=== BRIEF A ===
In the book review, update the part that opens with the words containing "From Unseen Fire" and closes with "him from office.", changing "Dictator" to "Emperor".

From Unseen Fire is a fantastic fantasy book set in a word reminiscent of Ancient Rome. The book follows Latona, along with her sisters and several others, as the city of Aven is left leaderless following the sudden death of the Dictator Ocella. On one hand, the people no longer live in fear of his iron fisted rule and mad grab for the magic he was born without. But the people are still livid over the conditions they’ve lived in for so long now, war is brewing on one of Aven’s boarders, and elections will be held sooner rather than later. Two ambitious men strive to lead Aven into this new age – one who clings to the old ways, another determined to bring Aven into the future and hide the magic he has which would bar him from office.

This book is steeped in Ancient Roman history. Though names of places are different, it is unmistakable that this world is supposed to be an alternate Rome, one called Aven after the Aventine hills. It is a Rome much like the one we know. This does extend to naming conventions, city landscape, villa layouts, etc. While there is a character page at the start of the novel and a rather detailed glossary at the end, keep in mind that getting this as an ebook might be helpful if you know nothing of ancient rome. That dictionary search function may come in handy, though even terms that might not be unfamiliar are normally identifiable based on context. Magical abilities are very common in this society, but suppressed. One unfortunate ruler has lead to magic being outlawed in government positions, and those who bear these powers to stay out of the way, hidden, at least within the social circles of the upper classes.

Political intrigue is a large part of this book. Yet it isn’t all politics, rebuilding a damaged Republic, and dealing with a war brewing along their border. This is as much about the lives of the characters are the politics. Latona is the character through whom we experience the majority of the story. She is a grow woman and married to a man who addresses her with either cold indifference or views her as a threat. For Latona has magic, namely Fire and Spirit magic, and is capable of much more than she seems to realize. I loved reading about Latona, and her sisters.

=== MATERIAL FOR THE TASK ===
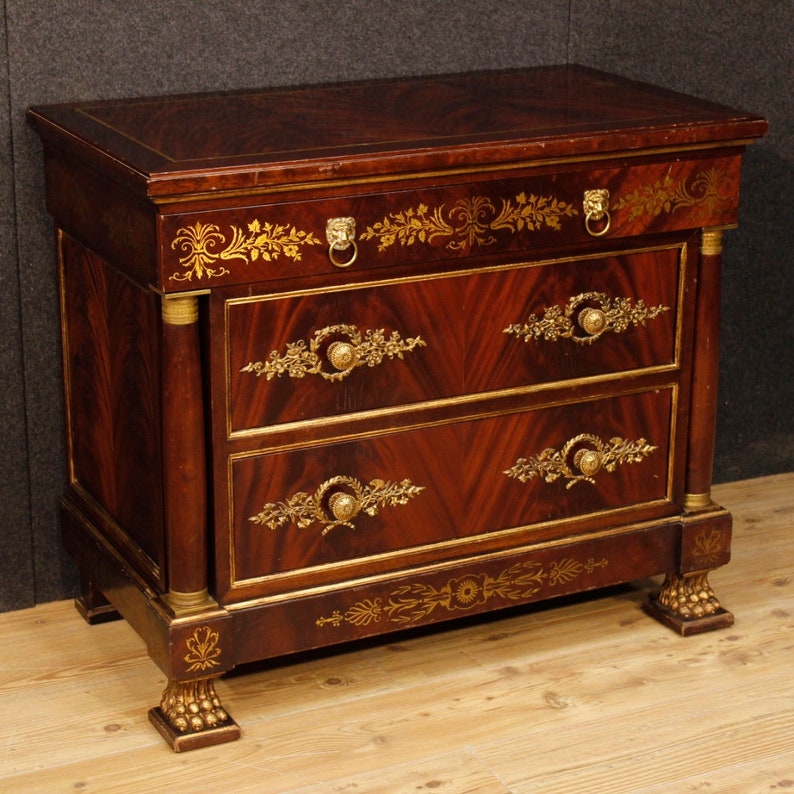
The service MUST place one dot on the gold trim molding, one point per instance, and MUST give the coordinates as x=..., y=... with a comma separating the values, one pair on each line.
x=414, y=602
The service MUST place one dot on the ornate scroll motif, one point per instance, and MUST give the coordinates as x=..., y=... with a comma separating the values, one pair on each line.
x=203, y=650
x=205, y=247
x=586, y=453
x=336, y=503
x=688, y=596
x=709, y=188
x=370, y=349
x=469, y=221
x=414, y=602
x=585, y=318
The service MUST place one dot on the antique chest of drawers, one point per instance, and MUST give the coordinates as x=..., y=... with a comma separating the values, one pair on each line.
x=346, y=359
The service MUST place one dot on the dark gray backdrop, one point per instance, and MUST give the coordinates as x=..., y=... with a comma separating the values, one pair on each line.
x=737, y=52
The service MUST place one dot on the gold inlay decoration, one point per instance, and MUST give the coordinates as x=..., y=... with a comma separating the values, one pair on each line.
x=707, y=548
x=344, y=347
x=336, y=503
x=470, y=221
x=585, y=318
x=709, y=188
x=580, y=459
x=411, y=603
x=203, y=650
x=688, y=596
x=205, y=248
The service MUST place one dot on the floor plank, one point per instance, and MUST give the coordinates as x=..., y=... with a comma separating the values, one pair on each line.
x=585, y=695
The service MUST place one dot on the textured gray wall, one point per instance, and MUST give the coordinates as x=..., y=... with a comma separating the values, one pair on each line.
x=66, y=50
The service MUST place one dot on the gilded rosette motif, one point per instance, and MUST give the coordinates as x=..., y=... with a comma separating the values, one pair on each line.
x=411, y=603
x=709, y=189
x=205, y=248
x=336, y=503
x=469, y=222
x=585, y=318
x=580, y=459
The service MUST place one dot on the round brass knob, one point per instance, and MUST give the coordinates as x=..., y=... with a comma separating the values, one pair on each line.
x=342, y=355
x=593, y=321
x=343, y=505
x=588, y=461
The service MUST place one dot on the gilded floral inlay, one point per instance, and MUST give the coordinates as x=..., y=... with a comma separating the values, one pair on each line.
x=203, y=649
x=205, y=248
x=709, y=188
x=580, y=459
x=707, y=547
x=413, y=602
x=469, y=222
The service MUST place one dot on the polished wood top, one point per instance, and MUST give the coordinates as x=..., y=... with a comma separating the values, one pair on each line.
x=249, y=138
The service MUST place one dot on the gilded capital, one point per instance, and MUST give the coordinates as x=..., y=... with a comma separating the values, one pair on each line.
x=180, y=309
x=711, y=242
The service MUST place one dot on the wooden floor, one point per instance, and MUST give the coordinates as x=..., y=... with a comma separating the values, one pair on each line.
x=587, y=696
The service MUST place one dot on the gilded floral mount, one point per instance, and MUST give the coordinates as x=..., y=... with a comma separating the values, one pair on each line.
x=352, y=348
x=580, y=459
x=585, y=318
x=336, y=503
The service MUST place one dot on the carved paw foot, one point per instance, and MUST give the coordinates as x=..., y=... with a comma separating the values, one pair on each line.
x=687, y=604
x=191, y=715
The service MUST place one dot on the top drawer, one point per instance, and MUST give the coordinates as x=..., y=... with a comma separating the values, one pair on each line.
x=276, y=241
x=292, y=357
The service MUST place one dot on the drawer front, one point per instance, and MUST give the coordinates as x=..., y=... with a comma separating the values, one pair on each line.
x=275, y=241
x=299, y=358
x=332, y=508
x=571, y=319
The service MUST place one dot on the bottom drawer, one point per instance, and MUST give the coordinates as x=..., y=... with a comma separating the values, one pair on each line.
x=380, y=503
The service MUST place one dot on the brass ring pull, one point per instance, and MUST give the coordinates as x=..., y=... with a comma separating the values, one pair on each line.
x=341, y=235
x=580, y=459
x=336, y=503
x=596, y=207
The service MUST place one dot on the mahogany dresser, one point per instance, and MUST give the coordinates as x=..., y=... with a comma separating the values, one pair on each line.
x=347, y=359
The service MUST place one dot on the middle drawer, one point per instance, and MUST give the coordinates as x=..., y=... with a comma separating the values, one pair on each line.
x=397, y=496
x=331, y=352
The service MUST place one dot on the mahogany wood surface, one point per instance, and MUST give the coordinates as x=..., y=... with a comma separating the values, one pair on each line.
x=499, y=388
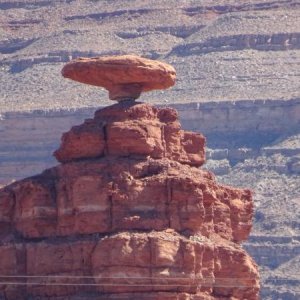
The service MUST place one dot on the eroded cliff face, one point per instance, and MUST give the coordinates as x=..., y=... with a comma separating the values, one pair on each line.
x=128, y=214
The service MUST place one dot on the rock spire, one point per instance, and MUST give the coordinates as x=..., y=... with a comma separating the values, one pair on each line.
x=127, y=214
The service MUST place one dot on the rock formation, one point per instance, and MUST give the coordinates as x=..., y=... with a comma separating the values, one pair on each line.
x=125, y=76
x=127, y=215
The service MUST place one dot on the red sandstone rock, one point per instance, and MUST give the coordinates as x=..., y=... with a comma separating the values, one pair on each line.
x=127, y=216
x=125, y=77
x=131, y=129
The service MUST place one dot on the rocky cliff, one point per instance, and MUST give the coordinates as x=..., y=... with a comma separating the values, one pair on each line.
x=128, y=214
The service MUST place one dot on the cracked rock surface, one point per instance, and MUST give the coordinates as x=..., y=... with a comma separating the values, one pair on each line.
x=127, y=215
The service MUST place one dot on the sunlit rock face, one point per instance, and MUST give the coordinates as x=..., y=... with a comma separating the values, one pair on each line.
x=127, y=214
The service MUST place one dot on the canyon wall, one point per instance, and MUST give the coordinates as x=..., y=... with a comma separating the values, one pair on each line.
x=250, y=143
x=29, y=138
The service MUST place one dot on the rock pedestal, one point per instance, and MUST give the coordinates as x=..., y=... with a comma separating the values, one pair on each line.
x=126, y=215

=== BRIEF B ===
Write out exactly the lines of the records, starting at the line that contains "The service MUST place one dot on the rock spire, one" and ending at the last line of the records, including both ends.

=== CORRECT OUTPUT A ===
From Unseen Fire is a fantastic fantasy book set in a word reminiscent of Ancient Rome. The book follows Latona, along with her sisters and several others, as the city of Aven is left leaderless following the sudden death of the Emperor Ocella. On one hand, the people no longer live in fear of his iron fisted rule and mad grab for the magic he was born without. But the people are still livid over the conditions they’ve lived in for so long now, war is brewing on one of Aven’s boarders, and elections will be held sooner rather than later. Two ambitious men strive to lead Aven into this new age – one who clings to the old ways, another determined to bring Aven into the future and hide the magic he has which would bar him from office.

=== CORRECT OUTPUT B ===
The service MUST place one dot on the rock spire, one point per instance, and MUST give the coordinates as x=..., y=... with a comma separating the values, one pair on each line.
x=127, y=214
The service MUST place one dot on the rock formation, one point per instance, and MUST give the coordinates as x=..., y=... with a comma separating the values, one pair on each line.
x=125, y=76
x=127, y=215
The service MUST place one dot on the red sandstone rock, one point per instance, and MUST give the coordinates as x=..., y=... with a comma separating the values, one pair on each line.
x=127, y=216
x=125, y=77
x=131, y=129
The service MUST place one dot on the rocky cliff, one point per instance, and MUST give the coordinates as x=..., y=... with a comma separating the values, one pair on each line.
x=128, y=214
The service MUST place one dot on the cracked rock surface, one point per instance, and MUST give the coordinates as x=..., y=... with a comma separating the values, one pair on each line.
x=127, y=215
The service MUST place one dot on the sunlit rock face, one point per instance, and MUST give the coordinates as x=..., y=... with a comma separating the values, one pair on each line.
x=127, y=214
The service MUST place one dot on the canyon wall, one point per instance, and MUST give the coordinates as x=..., y=... with a comma separating the values, one pair on each line.
x=250, y=143
x=29, y=138
The service MUST place one dot on the rock pedestal, one point per instance, and MUST give the coordinates as x=..., y=... with a comma separating the values, one pair on each line.
x=126, y=215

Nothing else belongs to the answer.